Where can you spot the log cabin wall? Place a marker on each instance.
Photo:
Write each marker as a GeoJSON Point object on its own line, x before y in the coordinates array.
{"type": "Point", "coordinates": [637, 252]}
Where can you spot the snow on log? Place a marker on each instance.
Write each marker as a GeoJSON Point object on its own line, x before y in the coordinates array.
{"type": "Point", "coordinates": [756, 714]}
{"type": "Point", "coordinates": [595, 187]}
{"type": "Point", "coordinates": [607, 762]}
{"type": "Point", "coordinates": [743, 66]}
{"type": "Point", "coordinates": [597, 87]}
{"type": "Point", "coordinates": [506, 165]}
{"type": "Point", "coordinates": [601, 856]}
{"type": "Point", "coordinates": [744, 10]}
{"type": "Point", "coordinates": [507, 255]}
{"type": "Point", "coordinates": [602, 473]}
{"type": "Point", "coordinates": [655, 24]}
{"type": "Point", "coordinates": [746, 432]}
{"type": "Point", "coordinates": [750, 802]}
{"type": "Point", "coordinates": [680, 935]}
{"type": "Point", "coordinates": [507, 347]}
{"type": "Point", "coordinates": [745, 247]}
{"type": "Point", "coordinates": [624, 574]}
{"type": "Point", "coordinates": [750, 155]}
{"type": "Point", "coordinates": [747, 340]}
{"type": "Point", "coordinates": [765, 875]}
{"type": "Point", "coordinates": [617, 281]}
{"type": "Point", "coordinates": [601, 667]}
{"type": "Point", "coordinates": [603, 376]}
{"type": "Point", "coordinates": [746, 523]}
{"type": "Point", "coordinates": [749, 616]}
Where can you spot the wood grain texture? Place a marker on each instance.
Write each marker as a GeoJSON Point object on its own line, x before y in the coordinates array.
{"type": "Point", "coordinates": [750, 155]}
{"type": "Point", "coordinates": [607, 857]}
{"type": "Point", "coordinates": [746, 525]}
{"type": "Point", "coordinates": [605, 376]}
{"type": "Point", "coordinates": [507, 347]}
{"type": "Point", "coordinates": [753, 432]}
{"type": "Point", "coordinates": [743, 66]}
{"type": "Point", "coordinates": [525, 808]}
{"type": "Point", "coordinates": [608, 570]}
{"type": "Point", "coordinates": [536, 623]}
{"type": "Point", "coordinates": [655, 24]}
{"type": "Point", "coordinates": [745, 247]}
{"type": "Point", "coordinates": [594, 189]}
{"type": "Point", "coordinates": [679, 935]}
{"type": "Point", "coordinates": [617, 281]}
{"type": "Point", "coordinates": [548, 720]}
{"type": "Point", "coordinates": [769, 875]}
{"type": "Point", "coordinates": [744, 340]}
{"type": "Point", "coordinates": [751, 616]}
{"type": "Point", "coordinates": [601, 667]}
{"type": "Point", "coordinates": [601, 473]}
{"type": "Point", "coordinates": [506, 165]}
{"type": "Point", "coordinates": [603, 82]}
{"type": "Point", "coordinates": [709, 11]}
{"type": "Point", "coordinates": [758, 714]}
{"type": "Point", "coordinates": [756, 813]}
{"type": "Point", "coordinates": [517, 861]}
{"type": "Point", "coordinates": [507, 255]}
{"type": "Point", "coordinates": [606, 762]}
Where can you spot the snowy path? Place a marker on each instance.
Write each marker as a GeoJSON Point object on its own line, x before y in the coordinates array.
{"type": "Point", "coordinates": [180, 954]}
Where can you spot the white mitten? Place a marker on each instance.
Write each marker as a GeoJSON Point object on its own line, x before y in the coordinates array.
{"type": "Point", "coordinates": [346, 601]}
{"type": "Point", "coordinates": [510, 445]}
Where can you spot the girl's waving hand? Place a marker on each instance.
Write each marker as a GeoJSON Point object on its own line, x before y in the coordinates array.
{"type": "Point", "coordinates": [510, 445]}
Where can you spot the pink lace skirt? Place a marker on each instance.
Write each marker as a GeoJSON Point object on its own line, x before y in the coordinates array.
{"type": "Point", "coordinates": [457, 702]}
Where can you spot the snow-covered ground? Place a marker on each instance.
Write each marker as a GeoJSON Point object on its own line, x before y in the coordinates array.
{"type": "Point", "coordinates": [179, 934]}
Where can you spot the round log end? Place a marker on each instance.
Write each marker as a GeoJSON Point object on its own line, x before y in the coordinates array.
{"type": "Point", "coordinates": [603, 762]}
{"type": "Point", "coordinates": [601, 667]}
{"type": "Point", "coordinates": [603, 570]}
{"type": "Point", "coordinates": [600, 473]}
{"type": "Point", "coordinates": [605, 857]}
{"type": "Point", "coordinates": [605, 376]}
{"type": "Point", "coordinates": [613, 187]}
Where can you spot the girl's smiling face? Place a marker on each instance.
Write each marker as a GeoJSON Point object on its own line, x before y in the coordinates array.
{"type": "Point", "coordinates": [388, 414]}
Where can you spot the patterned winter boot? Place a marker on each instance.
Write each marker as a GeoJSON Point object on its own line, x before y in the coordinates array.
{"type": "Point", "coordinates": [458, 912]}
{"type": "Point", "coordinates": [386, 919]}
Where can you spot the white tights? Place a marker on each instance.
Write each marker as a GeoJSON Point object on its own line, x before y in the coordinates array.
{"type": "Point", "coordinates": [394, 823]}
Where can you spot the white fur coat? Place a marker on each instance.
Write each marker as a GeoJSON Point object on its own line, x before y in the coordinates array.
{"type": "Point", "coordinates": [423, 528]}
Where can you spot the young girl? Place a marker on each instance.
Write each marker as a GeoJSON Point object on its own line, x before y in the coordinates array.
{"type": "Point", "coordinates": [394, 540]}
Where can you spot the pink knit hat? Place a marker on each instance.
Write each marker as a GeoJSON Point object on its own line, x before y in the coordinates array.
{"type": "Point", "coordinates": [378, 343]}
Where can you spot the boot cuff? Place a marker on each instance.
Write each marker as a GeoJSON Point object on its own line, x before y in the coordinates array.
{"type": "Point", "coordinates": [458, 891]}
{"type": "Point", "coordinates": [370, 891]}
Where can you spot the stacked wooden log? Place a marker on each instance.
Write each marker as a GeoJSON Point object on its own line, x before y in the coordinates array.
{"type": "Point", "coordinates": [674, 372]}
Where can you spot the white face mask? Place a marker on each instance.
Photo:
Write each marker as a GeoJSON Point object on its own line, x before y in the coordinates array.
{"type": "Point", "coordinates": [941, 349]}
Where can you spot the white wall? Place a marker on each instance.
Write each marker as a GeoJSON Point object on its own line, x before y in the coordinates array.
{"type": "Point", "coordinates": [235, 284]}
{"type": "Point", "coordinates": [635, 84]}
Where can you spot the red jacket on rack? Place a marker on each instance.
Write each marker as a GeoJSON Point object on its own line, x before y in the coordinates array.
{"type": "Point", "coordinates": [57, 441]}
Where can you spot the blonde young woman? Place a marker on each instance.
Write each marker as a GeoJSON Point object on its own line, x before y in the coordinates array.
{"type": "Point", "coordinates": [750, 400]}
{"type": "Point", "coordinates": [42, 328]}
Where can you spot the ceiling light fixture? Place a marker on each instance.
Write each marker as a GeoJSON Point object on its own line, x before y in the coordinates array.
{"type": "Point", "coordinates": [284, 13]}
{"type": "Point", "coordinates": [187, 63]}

━━━━━━━━━━

Copy the lines of the entries above that mention "face".

Where can you spot the girl's smiling face? Place a marker on each instance.
Where can you spot the white face mask? Place a marker on each instance.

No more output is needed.